(Coordinate annotation entries)
--- BEGIN ---
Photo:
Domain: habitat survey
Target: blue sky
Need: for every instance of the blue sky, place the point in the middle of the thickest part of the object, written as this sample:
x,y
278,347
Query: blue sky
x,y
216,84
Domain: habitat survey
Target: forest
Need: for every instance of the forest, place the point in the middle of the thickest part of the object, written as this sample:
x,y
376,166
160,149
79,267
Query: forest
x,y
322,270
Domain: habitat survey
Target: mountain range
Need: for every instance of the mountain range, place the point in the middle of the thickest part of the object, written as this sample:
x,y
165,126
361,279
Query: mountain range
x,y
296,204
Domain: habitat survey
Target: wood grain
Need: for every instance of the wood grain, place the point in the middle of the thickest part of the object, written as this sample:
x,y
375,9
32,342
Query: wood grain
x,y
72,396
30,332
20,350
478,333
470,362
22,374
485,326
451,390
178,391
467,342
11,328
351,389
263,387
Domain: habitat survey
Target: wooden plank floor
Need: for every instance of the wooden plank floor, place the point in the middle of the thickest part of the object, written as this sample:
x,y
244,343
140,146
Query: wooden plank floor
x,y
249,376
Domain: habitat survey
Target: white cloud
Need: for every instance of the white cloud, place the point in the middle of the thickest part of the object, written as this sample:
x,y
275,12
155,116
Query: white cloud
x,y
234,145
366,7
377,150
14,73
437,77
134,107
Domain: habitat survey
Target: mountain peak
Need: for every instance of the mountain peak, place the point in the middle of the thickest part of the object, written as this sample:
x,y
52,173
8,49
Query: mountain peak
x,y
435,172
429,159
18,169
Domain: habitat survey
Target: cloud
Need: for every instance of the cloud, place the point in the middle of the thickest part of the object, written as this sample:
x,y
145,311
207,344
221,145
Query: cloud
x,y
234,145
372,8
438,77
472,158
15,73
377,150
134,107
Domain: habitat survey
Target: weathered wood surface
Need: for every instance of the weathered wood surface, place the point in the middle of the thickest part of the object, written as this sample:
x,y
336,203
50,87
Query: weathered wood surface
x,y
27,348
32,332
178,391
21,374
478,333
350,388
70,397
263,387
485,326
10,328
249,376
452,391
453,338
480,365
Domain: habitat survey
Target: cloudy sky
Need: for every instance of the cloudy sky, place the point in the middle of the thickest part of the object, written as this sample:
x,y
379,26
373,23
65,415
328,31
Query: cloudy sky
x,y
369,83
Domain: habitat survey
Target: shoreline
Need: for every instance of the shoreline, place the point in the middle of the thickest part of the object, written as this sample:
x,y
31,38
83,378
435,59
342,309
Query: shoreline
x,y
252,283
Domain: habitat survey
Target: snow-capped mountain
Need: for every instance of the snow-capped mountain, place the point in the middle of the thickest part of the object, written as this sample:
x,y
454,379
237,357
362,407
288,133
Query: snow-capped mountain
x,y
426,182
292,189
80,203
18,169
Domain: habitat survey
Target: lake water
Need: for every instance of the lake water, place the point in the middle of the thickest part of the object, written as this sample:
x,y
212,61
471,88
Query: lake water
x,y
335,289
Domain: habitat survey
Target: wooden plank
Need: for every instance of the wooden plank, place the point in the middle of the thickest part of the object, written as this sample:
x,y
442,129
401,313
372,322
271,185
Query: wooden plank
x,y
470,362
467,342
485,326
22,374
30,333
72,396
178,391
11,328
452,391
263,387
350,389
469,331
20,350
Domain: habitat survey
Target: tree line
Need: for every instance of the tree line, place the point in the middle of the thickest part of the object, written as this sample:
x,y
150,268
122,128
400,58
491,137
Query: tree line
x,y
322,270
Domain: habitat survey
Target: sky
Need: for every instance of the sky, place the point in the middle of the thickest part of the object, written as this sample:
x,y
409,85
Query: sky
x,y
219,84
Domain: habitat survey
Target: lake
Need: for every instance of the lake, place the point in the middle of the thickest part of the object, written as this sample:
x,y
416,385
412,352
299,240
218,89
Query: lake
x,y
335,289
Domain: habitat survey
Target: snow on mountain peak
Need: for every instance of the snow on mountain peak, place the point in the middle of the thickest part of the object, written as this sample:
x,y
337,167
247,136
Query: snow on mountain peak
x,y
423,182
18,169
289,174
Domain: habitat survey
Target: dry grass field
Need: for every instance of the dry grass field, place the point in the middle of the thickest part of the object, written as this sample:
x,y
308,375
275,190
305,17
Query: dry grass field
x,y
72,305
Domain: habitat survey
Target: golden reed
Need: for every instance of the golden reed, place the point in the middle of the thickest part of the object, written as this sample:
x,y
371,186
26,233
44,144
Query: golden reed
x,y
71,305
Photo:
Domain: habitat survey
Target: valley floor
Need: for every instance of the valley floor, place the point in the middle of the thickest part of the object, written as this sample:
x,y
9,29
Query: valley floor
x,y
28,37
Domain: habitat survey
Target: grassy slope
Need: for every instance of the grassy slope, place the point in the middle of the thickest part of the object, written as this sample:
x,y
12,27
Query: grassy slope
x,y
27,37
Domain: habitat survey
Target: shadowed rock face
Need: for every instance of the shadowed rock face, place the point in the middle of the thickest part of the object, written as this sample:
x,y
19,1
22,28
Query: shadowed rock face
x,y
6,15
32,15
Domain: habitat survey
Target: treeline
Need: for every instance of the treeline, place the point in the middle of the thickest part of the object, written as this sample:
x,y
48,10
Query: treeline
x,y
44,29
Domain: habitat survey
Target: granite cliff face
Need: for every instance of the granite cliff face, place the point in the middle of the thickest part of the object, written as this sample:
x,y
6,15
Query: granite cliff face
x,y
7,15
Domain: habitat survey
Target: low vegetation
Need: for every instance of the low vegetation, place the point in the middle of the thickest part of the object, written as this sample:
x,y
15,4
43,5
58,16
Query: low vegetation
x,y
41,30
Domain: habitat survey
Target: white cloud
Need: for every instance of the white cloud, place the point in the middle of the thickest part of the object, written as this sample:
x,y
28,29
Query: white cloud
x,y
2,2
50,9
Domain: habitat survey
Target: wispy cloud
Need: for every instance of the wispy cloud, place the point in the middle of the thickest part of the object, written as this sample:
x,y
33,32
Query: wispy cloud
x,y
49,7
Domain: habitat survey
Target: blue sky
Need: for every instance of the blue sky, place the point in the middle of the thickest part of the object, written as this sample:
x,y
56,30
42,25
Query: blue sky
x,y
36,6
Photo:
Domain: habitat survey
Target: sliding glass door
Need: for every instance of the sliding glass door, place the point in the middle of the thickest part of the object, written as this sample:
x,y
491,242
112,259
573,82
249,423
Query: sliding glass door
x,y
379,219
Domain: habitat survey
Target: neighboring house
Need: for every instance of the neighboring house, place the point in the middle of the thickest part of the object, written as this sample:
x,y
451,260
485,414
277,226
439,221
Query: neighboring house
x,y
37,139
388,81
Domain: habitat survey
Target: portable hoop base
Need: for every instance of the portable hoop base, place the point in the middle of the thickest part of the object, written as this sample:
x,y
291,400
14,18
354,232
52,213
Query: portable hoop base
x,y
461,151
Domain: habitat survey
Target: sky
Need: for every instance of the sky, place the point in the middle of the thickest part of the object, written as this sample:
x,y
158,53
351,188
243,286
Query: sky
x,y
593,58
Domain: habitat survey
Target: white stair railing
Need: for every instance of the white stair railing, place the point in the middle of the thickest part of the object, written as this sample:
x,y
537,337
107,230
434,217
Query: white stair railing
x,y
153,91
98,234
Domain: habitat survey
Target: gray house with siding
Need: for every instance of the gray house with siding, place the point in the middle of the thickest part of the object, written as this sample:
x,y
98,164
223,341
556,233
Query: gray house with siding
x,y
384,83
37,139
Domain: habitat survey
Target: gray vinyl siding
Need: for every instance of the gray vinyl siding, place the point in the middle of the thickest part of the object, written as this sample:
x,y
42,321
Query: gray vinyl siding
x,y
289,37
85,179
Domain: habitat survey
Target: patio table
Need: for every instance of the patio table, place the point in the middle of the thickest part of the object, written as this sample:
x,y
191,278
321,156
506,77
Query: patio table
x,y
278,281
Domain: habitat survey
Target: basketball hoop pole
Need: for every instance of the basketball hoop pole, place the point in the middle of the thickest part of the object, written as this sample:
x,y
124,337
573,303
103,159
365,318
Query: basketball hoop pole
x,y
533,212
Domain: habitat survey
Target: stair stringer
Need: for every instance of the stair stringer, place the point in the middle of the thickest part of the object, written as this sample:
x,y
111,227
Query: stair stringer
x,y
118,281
--- END ---
* **DIRECTIVE**: Filter the listing above, copying out each line that contains the word "portable".

* **COMPLETED TASK**:
Target: portable hoop base
Need: for every instance of the portable hoop base, place the point in the middle of the thickest part of the object, written as this sample:
Query: portable hoop base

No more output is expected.